Fujimoto, K. (2017). Effectiveness of coaching for enhancing the health of menopausal Japanese women. Journal of Women & Aging29(3), 216–229. https://doi-org.ezp.waldenulibrary.org/10.1080/08952841.2015.1137434

McCance, K. L. & Huether, S. E. (2019). Pathophysiology: The biologic basis for disease in adults and children (8th ed.). St. Louis, MO: Mosby/Elsevier.

Rosenthal, L. D., & Burchum, J. R. (2018). Lehne’s pharmacotherapeutics for advanced practice providers. St. Louis, MO: Elsevier.

Roberts H., & Hickey, M. (2016) managing the menopause: An update. Maturitas, 86(2016), 53-58. Retrieved from https://www-sciencedirect-com.ezp.waldenulibrary.org/science/article/pii/S037851221630007X?via%3Dihub

Smail, L., Jassim, G., & Shakil, A. (2019). Menopause-Specific Quality of Life among Emirati Women. International Journal of Environmental Research and Public Health17(1). https://doi-org.ezp.waldenulibrary.org/10.3390/ijerph17010040

Hey Ruth thanks for sharing this informative post.  Menopause is a complex period of life which is associated with many physical and psychological changes and hot flushes are one of the most common bothersome symptoms related to menopause which has affected 85% of menopausal women with various frequency, severity and duration that needs to be addressed. Hormone replacement Therapy is considered one of the most effective treatments of choice to treat or manage these menopausal associated symptoms however there are exceptions that prevents its use. One of the example is the patient condition in the given scenario is compatible with exceptions that could prevent its use from using this treatment regimen that is Hormonal Replacement Therapy as patient in the given scenario is at risk for developing breast cancer due to her family history of breast cancer and prescribing her with HRT could potentially make her more prone to developing breast cancer and hence non hormonal based treatment regimen should be considered. Some of the non-hormonal based options include use of antidepressants such as SSRIs (paroxetine) and SNRIs and other one is the use of Gabapentin and Clonidine can also be used. Looking back at the patient scenario patient has a history of high blood pressure and is currently on amlodipine and Hydrochlorothiazide however patient still is experiencing high blood pressure and hence I believe addition of clonidine in the patient’s current drug therapy regimen, along with amlodipine and hydrochlorothiazide can be beneficial in achieving effective blood pressure control and reduction in adverse reactions. Adding Clonidine (alpha adrenergic agonist) to the drug therapy will be useful in controlling blood pressure as well as treating symptoms such as hot flashes that are related to premenopausal symptoms.

LISTED RECORDS →
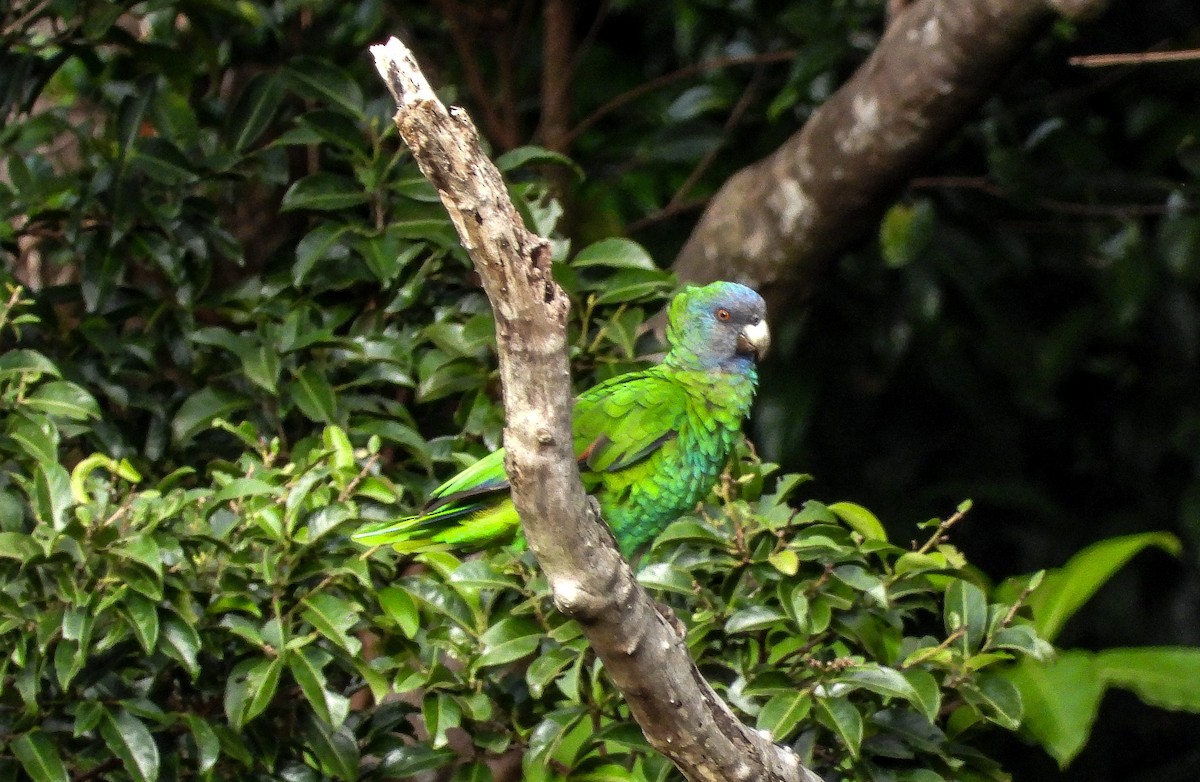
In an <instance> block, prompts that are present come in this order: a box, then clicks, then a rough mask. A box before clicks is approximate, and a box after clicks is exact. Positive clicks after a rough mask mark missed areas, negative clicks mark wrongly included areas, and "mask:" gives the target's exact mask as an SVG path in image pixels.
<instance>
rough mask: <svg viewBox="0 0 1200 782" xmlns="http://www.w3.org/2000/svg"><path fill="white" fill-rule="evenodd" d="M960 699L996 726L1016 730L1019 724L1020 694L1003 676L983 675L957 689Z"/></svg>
mask: <svg viewBox="0 0 1200 782" xmlns="http://www.w3.org/2000/svg"><path fill="white" fill-rule="evenodd" d="M959 692H960V693H961V694H962V698H964V699H965V700H966V702H967V703H970V704H971V705H973V706H974V708H976V709H978V710H979V711H980V714H983V715H984V716H985V717H988V718H989V720H991V721H992V722H995V723H996V724H998V726H1001V727H1003V728H1006V729H1008V730H1016V728H1018V727H1019V726H1020V724H1021V715H1022V705H1021V693H1020V691H1019V690H1018V688H1016V685H1014V684H1013V681H1012V680H1010V679H1009V678H1008V676H1007V675H1004V674H995V673H983V674H979V675H978V676H977V678H976V679H974V680H973V681H970V682H964V684H962V685H961V686H960V687H959Z"/></svg>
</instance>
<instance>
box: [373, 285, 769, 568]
mask: <svg viewBox="0 0 1200 782" xmlns="http://www.w3.org/2000/svg"><path fill="white" fill-rule="evenodd" d="M721 311H724V313H725V315H724V317H718V313H719V312H721ZM731 313H732V314H731ZM762 314H763V313H762V300H761V299H760V297H758V296H757V294H755V293H754V291H751V290H750V289H748V288H744V287H742V285H736V284H733V283H713V284H712V285H706V287H703V288H692V289H688V290H685V291H684V293H683V294H680V295H679V296H677V297H676V300H674V301H673V302H672V306H671V308H670V315H668V317H670V325H668V330H667V337H668V341H670V343H671V350H670V351H668V354H667V356H666V357H665V359H664V362H662V363H661V365H659V366H655V367H650V368H648V369H644V371H641V372H632V373H629V374H624V375H620V377H617V378H613V379H611V380H607V381H605V383H601V384H600V385H598V386H595V387H593V389H590V390H588V391H586V392H584V393H582V395H581V396H580V397H578V398H577V399H576V403H575V409H574V433H575V453H576V456H577V457H578V459H580V471H581V475H582V477H583V483H584V487H586V488H587V489H588V492H589V493H592V494H594V495H595V497H596V499H598V500H599V503H600V510H601V513H602V516H604V518H605V521H606V522H607V523H608V525H610V527H611V528H612V530H613V535H614V536H616V539H617V542H618V543H619V546H620V548H622V552H623V553H625V554H626V555H630V554H632V553H634V552H636V551H637V549H638V548H641V547H642V546H643V545H646V543H647V542H649V541H650V540H652V539H653V537H654V536H655V535H658V534H659V533H660V531H661V530H662V529H664V528H665V527H666V525H667V524H670V523H671V522H672V521H674V519H676V518H678V517H679V516H680V515H682V513H685V512H686V511H689V510H691V509H692V507H694V506H695V505H696V503H697V501H698V500H701V499H702V498H703V497H704V494H706V493H707V492H708V491H709V489H710V488H712V486H713V483H714V482H715V480H716V477H718V476H719V475H720V471H721V469H722V468H724V467H725V463H726V461H727V459H728V455H730V451H731V450H732V447H733V444H734V441H736V440H737V438H738V437H739V432H740V427H742V421H743V420H744V419H745V416H746V415H748V414H749V411H750V403H751V401H752V398H754V390H755V383H756V379H757V375H756V373H755V367H754V357H756V353H755V354H754V355H748V354H746V353H744V350H743V343H742V341H740V338H742V337H743V336H744V335H745V333H746V332H745V331H736V329H738V327H740V329H745V327H748V325H751V324H752V325H754V326H756V327H757V325H758V324H760V321H761V319H762ZM734 315H737V317H734ZM754 333H755V336H757V337H760V338H761V341H762V343H763V344H762V345H754V348H755V350H757V349H758V348H760V347H761V348H764V347H766V344H764V343H766V326H764V325H762V326H761V330H756V331H755V332H754ZM508 489H509V485H508V480H506V477H505V475H504V451H503V450H499V451H496V452H493V453H491V455H488V456H486V457H484V458H482V459H480V461H479V462H476V463H475V464H473V465H472V467H469V468H467V469H466V470H463V471H462V473H460V474H458V475H456V476H454V477H452V479H450V480H449V481H446V482H445V483H443V485H442V486H439V487H438V488H437V489H434V492H433V494H432V497H431V500H430V504H428V505H427V506H426V509H425V511H424V512H422V513H420V515H418V516H410V517H407V518H402V519H397V521H395V522H390V523H383V524H374V525H371V527H368V528H365V529H362V530H360V531H359V533H358V534H356V535H355V536H354V537H355V540H358V541H359V542H361V543H364V545H368V546H374V545H384V543H390V545H392V546H395V547H396V548H397V549H398V551H404V552H413V551H422V549H427V548H432V547H451V548H481V547H486V546H490V545H492V543H494V542H498V541H502V540H505V539H512V537H514V535H516V534H517V531H518V529H520V519H518V518H517V515H516V511H515V510H514V507H512V501H511V499H510V498H509V491H508Z"/></svg>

EXERCISES →
A. According to the menopause text, what share of menopausal women are affected by hot flushes?
B. Rewrite the menopause text starting at "McCance, K. L." and ending after "Louis, MO: Elsevier.", but swap "St. Louis" for "Saint Louis".
C. Write the next part of the menopause text, starting right after its final sentence.
You will not need the listing for anything here.

ANSWERS TO THE EXERCISES →
A. 85% of menopausal women

B.
McCance, K. L. & Huether, S. E. (2019). Pathophysiology: The biologic basis for disease in adults and children (8th ed.). Saint Louis, MO: Mosby/Elsevier.

Rosenthal, L. D., & Burchum, J. R. (2018). Lehne’s pharmacotherapeutics for advanced practice providers. Saint Louis, MO: Elsevier.

C.
I think a lot of women; about 51% seek complementary and alternative medicine (CAM) for managing the symptoms associated with menopause as they consider it as safe and effective option with no risk associated with it, as it’s natural. However the majority of the women using CAM do not discuss it with their health care provider. Hence it is very important to reconcile their current medication list at each visit and educate patient on importance of informing their health care provider if they are using any alternative or complementary treatments such as plant estrogens, bioidentical hormones, black cohosh etc in managing their symptoms of menopause to prevent any adverse effects resulting from drug interactions.

References

Johnson, A., Roberts, L., & Elkins, G. (2019). Complementary and Alternative Medicine for Menopause. Journal of evidence-based integrative medicine24, 2515690X19829380. https://doi.org/10.1177/2515690X19829380

Rosenthal, L. D., & Burchum, J. R. (2021). Lehne’s pharmacotherapeutics for advanced practice nurses and physician assistants (2nd ed.) St. Louis, MO: Elsevier.